Provided material below:
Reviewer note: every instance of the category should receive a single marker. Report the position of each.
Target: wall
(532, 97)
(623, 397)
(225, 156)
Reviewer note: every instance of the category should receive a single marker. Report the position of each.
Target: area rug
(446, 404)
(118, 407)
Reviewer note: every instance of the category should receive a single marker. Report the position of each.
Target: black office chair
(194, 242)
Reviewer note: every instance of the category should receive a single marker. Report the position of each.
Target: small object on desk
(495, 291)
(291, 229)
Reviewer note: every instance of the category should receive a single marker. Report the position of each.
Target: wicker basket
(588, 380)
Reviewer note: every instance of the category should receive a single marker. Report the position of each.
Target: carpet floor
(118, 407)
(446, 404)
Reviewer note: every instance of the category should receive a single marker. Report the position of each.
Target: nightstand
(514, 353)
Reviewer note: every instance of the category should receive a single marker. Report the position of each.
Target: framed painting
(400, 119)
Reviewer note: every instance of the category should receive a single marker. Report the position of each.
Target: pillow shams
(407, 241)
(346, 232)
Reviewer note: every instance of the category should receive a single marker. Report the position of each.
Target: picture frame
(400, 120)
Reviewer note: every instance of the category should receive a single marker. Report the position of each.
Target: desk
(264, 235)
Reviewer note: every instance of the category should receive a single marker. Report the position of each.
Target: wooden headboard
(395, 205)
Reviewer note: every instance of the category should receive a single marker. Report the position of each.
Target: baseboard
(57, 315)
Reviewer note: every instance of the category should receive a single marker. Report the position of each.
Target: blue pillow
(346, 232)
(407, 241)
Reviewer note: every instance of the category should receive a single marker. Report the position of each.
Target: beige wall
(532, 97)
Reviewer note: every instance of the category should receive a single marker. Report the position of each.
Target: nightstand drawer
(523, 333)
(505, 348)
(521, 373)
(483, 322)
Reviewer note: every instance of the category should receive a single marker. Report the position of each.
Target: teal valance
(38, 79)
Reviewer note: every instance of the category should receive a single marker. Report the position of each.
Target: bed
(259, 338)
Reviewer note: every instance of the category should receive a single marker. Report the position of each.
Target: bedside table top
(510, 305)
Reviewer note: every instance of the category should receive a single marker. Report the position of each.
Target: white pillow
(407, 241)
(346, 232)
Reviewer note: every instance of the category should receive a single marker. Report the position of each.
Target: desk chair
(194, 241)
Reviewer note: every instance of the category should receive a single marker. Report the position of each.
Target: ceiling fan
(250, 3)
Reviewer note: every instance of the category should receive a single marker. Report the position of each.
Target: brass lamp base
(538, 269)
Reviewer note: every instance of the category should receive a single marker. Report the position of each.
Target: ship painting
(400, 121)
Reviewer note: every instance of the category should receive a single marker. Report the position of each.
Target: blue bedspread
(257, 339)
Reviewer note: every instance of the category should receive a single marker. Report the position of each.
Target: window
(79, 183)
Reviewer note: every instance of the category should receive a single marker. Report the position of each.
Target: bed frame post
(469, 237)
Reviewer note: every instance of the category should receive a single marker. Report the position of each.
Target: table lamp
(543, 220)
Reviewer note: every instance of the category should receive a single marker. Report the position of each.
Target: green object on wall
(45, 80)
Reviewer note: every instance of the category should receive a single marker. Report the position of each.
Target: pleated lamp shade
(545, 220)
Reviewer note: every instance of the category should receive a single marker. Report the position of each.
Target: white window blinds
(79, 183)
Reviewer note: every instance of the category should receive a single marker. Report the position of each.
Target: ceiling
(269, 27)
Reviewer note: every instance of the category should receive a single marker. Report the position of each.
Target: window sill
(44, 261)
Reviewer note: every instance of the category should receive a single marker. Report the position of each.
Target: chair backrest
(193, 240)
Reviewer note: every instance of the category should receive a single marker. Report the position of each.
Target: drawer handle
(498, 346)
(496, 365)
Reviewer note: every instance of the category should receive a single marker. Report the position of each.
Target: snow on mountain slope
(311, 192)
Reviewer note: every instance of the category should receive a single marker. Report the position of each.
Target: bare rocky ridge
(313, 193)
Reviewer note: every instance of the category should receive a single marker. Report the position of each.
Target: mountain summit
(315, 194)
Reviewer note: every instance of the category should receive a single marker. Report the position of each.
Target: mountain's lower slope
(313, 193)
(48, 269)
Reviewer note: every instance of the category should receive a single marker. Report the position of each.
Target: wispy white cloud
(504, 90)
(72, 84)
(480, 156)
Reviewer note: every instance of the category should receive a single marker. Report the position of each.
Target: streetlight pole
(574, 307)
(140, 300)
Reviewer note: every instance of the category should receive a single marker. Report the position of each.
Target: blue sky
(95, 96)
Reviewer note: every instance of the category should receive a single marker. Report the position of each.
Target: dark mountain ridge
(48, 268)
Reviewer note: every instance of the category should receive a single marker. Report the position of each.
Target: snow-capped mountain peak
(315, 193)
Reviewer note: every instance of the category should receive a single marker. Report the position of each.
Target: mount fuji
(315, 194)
End of Provided material.
**Directions**
Reproduce the whole listing above exactly.

**Result of the task**
Reviewer note: every instance of the category should receive a single marker. Report the position of each.
Target: wall
(532, 97)
(623, 397)
(225, 156)
Reviewer note: every instance of the category should receive a single marker. Report the position of each.
Target: area rug
(446, 404)
(118, 407)
Reviewer note: every instance of the category should receive a single marker. Report the position of each.
Target: black office chair
(194, 242)
Reviewer note: every instance of the category should receive a single marker. Report the position of each.
Target: small object on desk
(495, 291)
(291, 229)
Reviewer note: every instance of the category should receive a single marker. Report the position of each.
Target: wicker basket
(588, 380)
Reviewer note: every instance of the category should receive a single marker. Report the position of each.
Target: carpet floor
(118, 407)
(446, 404)
Reviewer note: every instance of the category should receive a single marker. Report the position of each.
Target: nightstand
(514, 353)
Reviewer note: every instance of the category should receive a single marker. Report the position of each.
Target: framed painting
(400, 119)
Reviewer note: every instance of the category should receive a single marker. Report the position of each.
Target: pillow shams
(407, 241)
(346, 232)
Reviewer note: every instance of the category should receive a single marker. Report the position of each.
Target: picture frame
(400, 120)
Reviewer note: every instance of the category should receive a single marker. Report the position of each.
Target: desk
(264, 235)
Reviewer note: every instance of the category should receive a single marker. Report the position of each.
Target: wooden headboard
(395, 205)
Reviewer note: every instance of the category should receive a single marker. Report the position of each.
Target: baseboard
(57, 315)
Reviewer note: every instance of the category should receive a single marker. Report the position of each.
Target: blue pillow
(346, 232)
(407, 241)
Reviewer note: every instance of the category should receive a single marker. Report the position of each.
Target: beige wall
(532, 97)
Reviewer note: every instance of the category should receive a single marker. Report the position of each.
Target: nightstand drawer
(523, 333)
(505, 348)
(521, 373)
(483, 322)
Reviewer note: every instance of the category should receive a single marker. Report the position of each.
Target: teal valance
(38, 79)
Reviewer note: every instance of the category should receive a single marker. Report the position of each.
Target: bed
(259, 338)
Reviewer note: every instance of the category should receive a single marker. Report the position of each.
Target: bedside table top
(510, 305)
Reviewer note: every instance of the category should receive a single marker. Report the position of each.
Target: white pillow
(407, 241)
(346, 232)
Reviewer note: every instance of the category should receive a single marker. Report the position of each.
Target: desk chair
(194, 241)
Reviewer note: every instance of the category should receive a single marker. Report the position of each.
Target: ceiling fan
(250, 3)
Reviewer note: every instance of the category should receive a single marker. Report the position of each.
Target: brass lamp base
(538, 269)
Reviewer note: every instance of the category should receive a single marker. Report the position of each.
Target: ship painting
(400, 121)
Reviewer note: every instance of the category should receive a single marker. Report the position of each.
Target: blue bedspread
(257, 339)
Reviewer note: every instance of the category should receive a single marker. Report the position of each.
Target: window
(79, 183)
Reviewer note: every instance of the category should receive a single marker. Report the position of each.
Target: bed frame post
(469, 237)
Reviewer note: every instance of the category should receive a single marker. Report the position of each.
Target: table lamp
(543, 220)
Reviewer note: every instance of the category should receive a single marker. Report the position of each.
Target: green object on wall
(45, 80)
Reviewer note: every instance of the category should receive a single marker. Report the position of each.
Target: pleated lamp shade
(545, 220)
Reviewer note: every instance of the category should receive a single marker. Report the position of each.
Target: white window blinds
(79, 183)
Reviewer note: every instance of the category should receive a single marker. Report the position of each.
Target: ceiling
(269, 27)
Reviewer note: every instance of the category should receive a single marker. Report the position of each.
Target: window sill
(44, 261)
Reviewer note: every instance of the category should receive a single marker. Report the position of each.
Target: chair backrest
(193, 240)
Reviewer note: every instance of the category should receive a single marker. Report the position of each.
Target: drawer handle
(498, 346)
(496, 365)
Reviewer note: every instance of the category should receive a single marker. Report the position of each.
Target: snow on mountain slope
(311, 192)
Reviewer note: every instance of the category should receive a single marker. Report the position of each.
Target: bare rocky ridge
(313, 193)
Reviewer note: every instance of the category should receive a single marker. Report the position of each.
Target: mountain summit
(315, 194)
Reviewer note: every instance of the category should receive a single marker. Report the position of each.
Target: mountain's lower slope
(313, 193)
(48, 269)
Reviewer note: every instance of the category should receive a single marker. Report the position of each.
Target: wispy white cloud
(504, 90)
(72, 84)
(480, 156)
Reviewer note: every instance of the category should receive a single marker. Report the position of each.
Target: streetlight pole
(574, 307)
(140, 300)
Reviewer note: every instance of the category should receive a single marker. Report the position of each.
Target: blue sky
(95, 96)
Reviewer note: every instance of the category should receive a single marker. Report the position of each.
Target: dark mountain ridge
(48, 268)
Reviewer note: every instance of the category should receive a single marker. Report the position of each.
Target: snow-capped mountain peak
(315, 193)
Reviewer note: every instance of the category should receive a single marker. Report the position of each.
Target: mount fuji
(315, 194)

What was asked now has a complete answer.